Passage given:
>>>>>
By the time this is published, my employers will know I have accepted a new job.

Or, this is the most original letter of resignation ever.

Regardless, the new position is likely to allow me more time in my weekly schedule, especially on weekday nights. Which means I may actually be able to do something in my free time. Because, for the first time in three years, I actually have free time.

I'll be able to read those books I wrote about at the beginning of the summer that I haven't actually gotten to yet; there's even a library across the street from my apartment. I'll be able to do some writing for me; the first page of a novel has been sitting on my computer for a year now. I'll be able to start exercising again; not having to nap when I get home from work will probably help with that.

And I may even find myself a hobby.

The thing is, I can't remember the last time I had a hobby. Or what it was that I did. I do remember my parents buying me a starter stamp collection sometime in my early teens when (I guess) they determined I was not going places based on my baseball skills. I never had the conversation with my dad about it, but I imagine it would have gone something like this:

Dad: We thought you might find this stamp collecting interesting. It's a way, sort of, of learning about other countries, and some people - philatelists - really enjoy getting involved in finding that one last stamp to complete a portion of their collection.
Me: So did you have a stamp collection when you were my age?
Dad: Me? No, I was cool.

Regardless, after placing the stamps from the starter pack on the correct pages, I lost interest pretty much immediately. I have no idea what happened to that book, but I'm sure those stamps are probably worth hundreds of thousands of dollars today or something.

The thing is, that's the only real "hobby" I can ever remember having. I've done plenty of other things, but I wouldn't call taking piano lessons and playing in a band to be a hobby. I wouldn't consider running my high school youth group or working on the yearbook staff a hobby, either. I think the thing about a hobby - and correct me if I'm wrong - is to fill time by doing something that's never going to let you touch a girl's boobs.

According to Merriam-Webster, anyway.

No, seriously, I actually realized about halfway through this column (just prior to typing this sentence, really) that I wasn't exactly sure what differentiated a hobby from a pastime, or an avocation, or just simply wasting my life.
<<<<<
Records to process:
>>>>>
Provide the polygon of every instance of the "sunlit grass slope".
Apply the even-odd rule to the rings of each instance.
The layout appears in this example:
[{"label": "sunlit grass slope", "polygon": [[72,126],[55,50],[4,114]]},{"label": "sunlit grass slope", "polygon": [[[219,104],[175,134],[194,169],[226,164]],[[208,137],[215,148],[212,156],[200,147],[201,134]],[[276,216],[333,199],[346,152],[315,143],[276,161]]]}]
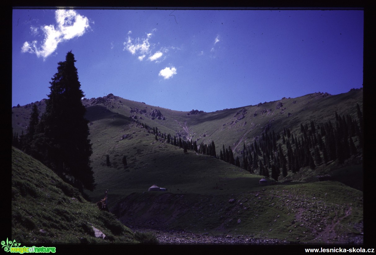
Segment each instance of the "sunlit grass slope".
[{"label": "sunlit grass slope", "polygon": [[[113,214],[85,200],[50,169],[17,149],[12,152],[11,240],[24,244],[137,242]],[[93,227],[106,237],[95,237]]]}]

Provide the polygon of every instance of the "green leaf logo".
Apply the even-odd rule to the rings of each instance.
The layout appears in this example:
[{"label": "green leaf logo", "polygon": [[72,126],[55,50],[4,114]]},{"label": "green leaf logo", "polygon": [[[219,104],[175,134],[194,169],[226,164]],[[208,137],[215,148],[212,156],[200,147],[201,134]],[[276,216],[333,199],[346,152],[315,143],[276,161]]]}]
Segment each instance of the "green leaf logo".
[{"label": "green leaf logo", "polygon": [[12,246],[19,247],[21,244],[20,243],[17,243],[15,240],[14,240],[13,241],[8,241],[8,238],[6,238],[6,242],[5,241],[2,241],[0,243],[3,246],[2,248],[4,248],[4,251],[7,252],[11,251],[11,247]]}]

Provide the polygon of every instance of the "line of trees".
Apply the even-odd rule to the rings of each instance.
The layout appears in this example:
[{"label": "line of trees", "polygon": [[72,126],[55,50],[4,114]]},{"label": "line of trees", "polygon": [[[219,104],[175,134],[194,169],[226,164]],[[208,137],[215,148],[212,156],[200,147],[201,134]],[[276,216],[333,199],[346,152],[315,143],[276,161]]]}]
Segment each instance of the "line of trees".
[{"label": "line of trees", "polygon": [[[281,172],[284,178],[288,171],[295,173],[307,166],[313,169],[335,160],[343,163],[359,153],[353,137],[358,137],[359,149],[363,146],[362,114],[357,104],[356,109],[357,121],[349,115],[341,116],[336,112],[334,125],[330,121],[317,126],[312,120],[309,125],[302,124],[298,137],[284,127],[280,135],[265,129],[258,140],[248,147],[243,144],[242,167],[251,173],[258,169],[257,173],[267,177],[271,169],[272,178],[277,180]],[[281,137],[282,143],[277,143]]]}]

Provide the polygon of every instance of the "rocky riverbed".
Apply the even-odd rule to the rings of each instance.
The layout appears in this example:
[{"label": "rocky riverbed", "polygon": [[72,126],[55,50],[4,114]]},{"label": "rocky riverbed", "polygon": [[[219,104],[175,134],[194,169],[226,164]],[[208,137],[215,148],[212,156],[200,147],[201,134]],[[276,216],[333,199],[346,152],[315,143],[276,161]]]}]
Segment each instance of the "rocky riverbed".
[{"label": "rocky riverbed", "polygon": [[197,234],[176,231],[161,231],[132,228],[134,231],[152,232],[159,243],[179,244],[280,244],[289,242],[276,239],[261,239],[244,235],[223,234],[213,235],[209,233]]}]

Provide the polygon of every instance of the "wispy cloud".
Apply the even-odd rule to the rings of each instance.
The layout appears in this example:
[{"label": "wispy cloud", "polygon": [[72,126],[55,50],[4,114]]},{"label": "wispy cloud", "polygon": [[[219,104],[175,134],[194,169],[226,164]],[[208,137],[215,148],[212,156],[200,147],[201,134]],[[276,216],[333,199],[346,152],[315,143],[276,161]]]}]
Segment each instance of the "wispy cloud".
[{"label": "wispy cloud", "polygon": [[[153,29],[153,31],[155,30]],[[132,31],[130,31],[128,32],[129,35],[132,33]],[[144,55],[145,54],[150,54],[150,44],[149,42],[149,39],[151,37],[153,34],[149,33],[147,34],[147,38],[146,38],[140,39],[138,37],[135,39],[134,39],[130,36],[128,36],[128,41],[124,42],[124,48],[123,50],[127,50],[132,55],[135,54],[140,54]],[[143,57],[140,59],[142,60],[144,57]]]},{"label": "wispy cloud", "polygon": [[[35,54],[38,57],[42,57],[45,60],[56,50],[59,43],[82,36],[90,28],[88,19],[74,10],[57,10],[55,20],[56,25],[41,27],[44,36],[41,44],[36,40],[25,42],[21,48],[21,51]],[[32,26],[30,29],[33,35],[39,34],[38,28]]]},{"label": "wispy cloud", "polygon": [[161,70],[158,75],[160,76],[162,76],[163,78],[165,80],[169,79],[172,77],[174,74],[176,74],[177,73],[176,68],[173,66],[171,68],[166,67],[164,69]]},{"label": "wispy cloud", "polygon": [[153,61],[159,58],[162,56],[162,55],[163,55],[163,53],[161,51],[157,51],[153,54],[152,56],[149,57],[149,59],[150,61]]}]

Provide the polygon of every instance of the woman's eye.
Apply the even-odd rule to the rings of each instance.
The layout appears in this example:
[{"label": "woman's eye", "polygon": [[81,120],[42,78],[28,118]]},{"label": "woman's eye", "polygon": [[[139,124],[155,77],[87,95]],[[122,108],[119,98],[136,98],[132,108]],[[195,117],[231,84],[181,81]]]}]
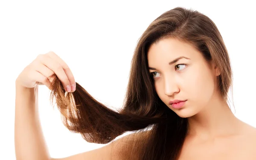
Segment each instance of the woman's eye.
[{"label": "woman's eye", "polygon": [[[184,69],[186,65],[185,64],[178,64],[175,66],[175,70],[180,71]],[[153,78],[157,78],[157,74],[159,74],[159,73],[157,72],[153,72],[151,73],[151,75],[153,76]]]},{"label": "woman's eye", "polygon": [[156,77],[156,76],[155,76],[155,75],[156,75],[157,73],[159,73],[157,72],[152,72],[151,73],[152,74],[152,75],[153,76],[153,77]]},{"label": "woman's eye", "polygon": [[175,68],[177,69],[178,70],[182,70],[185,68],[186,64],[179,64],[175,66]]}]

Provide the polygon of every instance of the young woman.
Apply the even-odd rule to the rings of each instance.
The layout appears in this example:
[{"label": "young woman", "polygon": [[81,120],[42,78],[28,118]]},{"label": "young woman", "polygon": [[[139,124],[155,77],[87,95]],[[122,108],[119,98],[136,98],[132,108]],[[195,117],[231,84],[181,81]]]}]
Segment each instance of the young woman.
[{"label": "young woman", "polygon": [[[256,129],[231,111],[228,52],[215,23],[177,7],[149,25],[131,66],[124,106],[113,111],[76,82],[53,52],[40,55],[16,81],[17,160],[255,160]],[[38,122],[38,84],[56,99],[63,122],[88,142],[109,144],[51,158]],[[127,131],[134,133],[111,142]]]}]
<<<<<
Stated task 1: Repeat the passage of the column on hobbies from "Dad: Me? No, I" to "today or something.", word for word.
Stated task 2: Reproduce from the records, unchanged, the lines from the line with "Provide the polygon of every instance of the young" to the line with "Segment each instance of the young woman.", both included.

Written reply 1:
Dad: Me? No, I was cool.

Regardless, after placing the stamps from the starter pack on the correct pages, I lost interest pretty much immediately. I have no idea what happened to that book, but I'm sure those stamps are probably worth hundreds of thousands of dollars today or something.

Written reply 2:
Provide the polygon of every instance of the young woman.
Apply the even-odd rule to the rings of each instance.
The layout appears in this example:
[{"label": "young woman", "polygon": [[81,120],[42,78],[28,118]]},{"label": "young woman", "polygon": [[[139,124],[155,77],[87,95]],[[122,108],[119,98],[136,98],[132,108]],[[195,117],[231,84],[181,81]]]}]
Segment each instance of the young woman.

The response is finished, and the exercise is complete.